• _Directions for this task_
Please arrange the lines of the records as a JSON list of strings, one string per line and blank lines left out, starting from the first line and ending with the line containing "xmin=553 ymin=41 xmax=664 ymax=96", both ends included.
——————
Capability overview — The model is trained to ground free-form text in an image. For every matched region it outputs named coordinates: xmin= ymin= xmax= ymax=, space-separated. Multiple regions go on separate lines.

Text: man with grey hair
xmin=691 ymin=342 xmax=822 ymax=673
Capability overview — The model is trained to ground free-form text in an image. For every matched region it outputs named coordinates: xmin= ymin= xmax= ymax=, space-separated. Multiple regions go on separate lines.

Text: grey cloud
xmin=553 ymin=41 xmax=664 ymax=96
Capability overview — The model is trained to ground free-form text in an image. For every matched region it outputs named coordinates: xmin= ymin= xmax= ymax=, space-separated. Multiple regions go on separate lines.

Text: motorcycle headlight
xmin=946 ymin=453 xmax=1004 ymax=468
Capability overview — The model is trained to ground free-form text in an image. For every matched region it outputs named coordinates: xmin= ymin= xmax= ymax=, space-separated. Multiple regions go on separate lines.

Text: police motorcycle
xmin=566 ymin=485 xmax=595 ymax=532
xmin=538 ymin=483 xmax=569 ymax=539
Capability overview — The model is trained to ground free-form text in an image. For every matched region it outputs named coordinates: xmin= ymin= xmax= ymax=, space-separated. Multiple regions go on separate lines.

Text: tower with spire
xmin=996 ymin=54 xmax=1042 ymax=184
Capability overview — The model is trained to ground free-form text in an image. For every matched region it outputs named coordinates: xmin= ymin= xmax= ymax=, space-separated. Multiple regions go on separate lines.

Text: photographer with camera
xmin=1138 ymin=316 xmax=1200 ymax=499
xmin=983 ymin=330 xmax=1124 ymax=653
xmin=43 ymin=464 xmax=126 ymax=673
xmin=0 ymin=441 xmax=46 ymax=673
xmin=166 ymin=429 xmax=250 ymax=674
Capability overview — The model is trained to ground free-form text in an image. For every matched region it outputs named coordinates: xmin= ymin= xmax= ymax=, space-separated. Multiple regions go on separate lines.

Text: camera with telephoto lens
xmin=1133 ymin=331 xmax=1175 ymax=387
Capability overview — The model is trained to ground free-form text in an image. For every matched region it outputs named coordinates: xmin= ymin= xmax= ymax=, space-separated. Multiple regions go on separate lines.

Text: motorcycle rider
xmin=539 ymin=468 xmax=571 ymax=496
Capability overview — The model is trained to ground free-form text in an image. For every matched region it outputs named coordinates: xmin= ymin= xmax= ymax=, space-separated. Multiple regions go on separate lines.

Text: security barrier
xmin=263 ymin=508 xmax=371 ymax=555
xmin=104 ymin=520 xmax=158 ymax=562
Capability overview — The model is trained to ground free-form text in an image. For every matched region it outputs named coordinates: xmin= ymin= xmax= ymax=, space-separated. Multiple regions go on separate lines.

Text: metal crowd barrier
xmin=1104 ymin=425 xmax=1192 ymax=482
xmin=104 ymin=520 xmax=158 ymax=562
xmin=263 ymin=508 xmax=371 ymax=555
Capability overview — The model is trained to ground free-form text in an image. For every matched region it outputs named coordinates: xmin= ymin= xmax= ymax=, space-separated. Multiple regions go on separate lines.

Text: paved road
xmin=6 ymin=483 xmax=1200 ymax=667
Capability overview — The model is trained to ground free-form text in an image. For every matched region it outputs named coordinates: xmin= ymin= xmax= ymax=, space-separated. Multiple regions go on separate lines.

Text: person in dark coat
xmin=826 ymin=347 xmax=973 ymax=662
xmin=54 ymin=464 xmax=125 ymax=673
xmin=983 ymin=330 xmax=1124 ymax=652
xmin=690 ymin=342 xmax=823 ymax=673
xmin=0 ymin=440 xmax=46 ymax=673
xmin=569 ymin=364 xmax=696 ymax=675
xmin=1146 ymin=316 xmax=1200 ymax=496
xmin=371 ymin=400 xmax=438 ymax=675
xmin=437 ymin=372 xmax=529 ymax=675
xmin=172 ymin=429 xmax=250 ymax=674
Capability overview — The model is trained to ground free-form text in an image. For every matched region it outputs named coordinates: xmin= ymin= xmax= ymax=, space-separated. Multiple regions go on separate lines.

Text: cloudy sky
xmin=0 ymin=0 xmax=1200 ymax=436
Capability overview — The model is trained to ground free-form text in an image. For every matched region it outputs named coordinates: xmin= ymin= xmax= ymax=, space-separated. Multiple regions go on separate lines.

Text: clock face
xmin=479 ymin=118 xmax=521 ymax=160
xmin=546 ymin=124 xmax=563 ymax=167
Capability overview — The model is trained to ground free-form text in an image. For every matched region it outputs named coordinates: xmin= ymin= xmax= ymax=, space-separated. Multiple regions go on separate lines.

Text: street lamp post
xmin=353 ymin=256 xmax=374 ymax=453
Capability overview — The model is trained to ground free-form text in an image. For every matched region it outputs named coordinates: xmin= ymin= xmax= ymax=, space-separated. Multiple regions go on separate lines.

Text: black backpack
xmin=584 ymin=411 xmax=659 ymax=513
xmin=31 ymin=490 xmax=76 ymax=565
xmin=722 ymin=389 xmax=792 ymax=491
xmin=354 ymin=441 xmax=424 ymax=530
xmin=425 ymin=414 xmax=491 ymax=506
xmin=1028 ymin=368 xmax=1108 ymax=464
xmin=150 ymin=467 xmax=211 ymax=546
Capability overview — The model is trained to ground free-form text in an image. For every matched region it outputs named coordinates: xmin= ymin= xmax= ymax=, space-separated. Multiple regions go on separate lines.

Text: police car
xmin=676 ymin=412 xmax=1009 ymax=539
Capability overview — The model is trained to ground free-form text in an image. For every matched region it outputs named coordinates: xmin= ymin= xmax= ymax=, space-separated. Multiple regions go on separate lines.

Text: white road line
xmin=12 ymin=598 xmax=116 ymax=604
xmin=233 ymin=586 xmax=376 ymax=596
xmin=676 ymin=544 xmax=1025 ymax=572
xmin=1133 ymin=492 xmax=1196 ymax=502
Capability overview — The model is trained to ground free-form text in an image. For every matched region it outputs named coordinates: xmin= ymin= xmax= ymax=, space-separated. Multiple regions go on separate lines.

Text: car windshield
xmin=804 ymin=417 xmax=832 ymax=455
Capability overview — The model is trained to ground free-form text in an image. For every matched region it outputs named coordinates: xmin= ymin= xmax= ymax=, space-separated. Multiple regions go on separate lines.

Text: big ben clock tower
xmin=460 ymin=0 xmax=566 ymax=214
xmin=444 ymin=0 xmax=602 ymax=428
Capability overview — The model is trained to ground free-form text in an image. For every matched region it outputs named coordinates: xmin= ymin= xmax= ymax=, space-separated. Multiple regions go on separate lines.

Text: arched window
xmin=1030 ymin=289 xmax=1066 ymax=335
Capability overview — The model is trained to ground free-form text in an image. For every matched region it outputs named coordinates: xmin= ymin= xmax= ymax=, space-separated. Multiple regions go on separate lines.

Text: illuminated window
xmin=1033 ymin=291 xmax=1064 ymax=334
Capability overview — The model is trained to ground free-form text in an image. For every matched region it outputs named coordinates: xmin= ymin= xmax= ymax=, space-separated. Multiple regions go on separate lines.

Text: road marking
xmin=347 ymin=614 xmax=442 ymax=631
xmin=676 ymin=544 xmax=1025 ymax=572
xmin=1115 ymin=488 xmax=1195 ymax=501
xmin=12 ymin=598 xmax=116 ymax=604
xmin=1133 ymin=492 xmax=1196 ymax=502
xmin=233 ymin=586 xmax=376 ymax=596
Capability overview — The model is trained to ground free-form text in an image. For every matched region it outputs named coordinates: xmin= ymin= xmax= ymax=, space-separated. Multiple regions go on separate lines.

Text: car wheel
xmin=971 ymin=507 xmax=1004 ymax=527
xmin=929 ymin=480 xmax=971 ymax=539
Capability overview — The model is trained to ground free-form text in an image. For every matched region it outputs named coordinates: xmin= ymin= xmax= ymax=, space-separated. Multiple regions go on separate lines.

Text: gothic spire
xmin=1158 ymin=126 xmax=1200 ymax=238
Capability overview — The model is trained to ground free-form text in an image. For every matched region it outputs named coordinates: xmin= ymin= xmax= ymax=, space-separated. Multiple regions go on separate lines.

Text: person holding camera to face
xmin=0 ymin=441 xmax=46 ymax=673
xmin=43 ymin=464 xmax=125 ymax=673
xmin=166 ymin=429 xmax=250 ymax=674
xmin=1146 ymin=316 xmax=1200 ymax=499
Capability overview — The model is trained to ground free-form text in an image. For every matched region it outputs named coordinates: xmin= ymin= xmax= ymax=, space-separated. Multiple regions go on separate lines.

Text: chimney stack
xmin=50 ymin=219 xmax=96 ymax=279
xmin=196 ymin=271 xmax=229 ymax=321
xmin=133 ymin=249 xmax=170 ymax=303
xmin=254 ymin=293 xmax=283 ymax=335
——————
• _Reply_
[
  "Capability overview — The model is trained to ground free-form text in an image. For every matched region it outputs named coordinates: xmin= ymin= xmax= ymax=, space-separated. Multiple regions go on separate lines.",
  "Text: man with grey hair",
  "xmin=691 ymin=342 xmax=822 ymax=673",
  "Capability overview — The model is trained to ground free-form text in an image. For every matched region it outputs named coordinates: xmin= ymin= xmax= ymax=, space-separated. Multiple regions go on separate lines.",
  "Text: grey cloud",
  "xmin=553 ymin=41 xmax=664 ymax=96"
]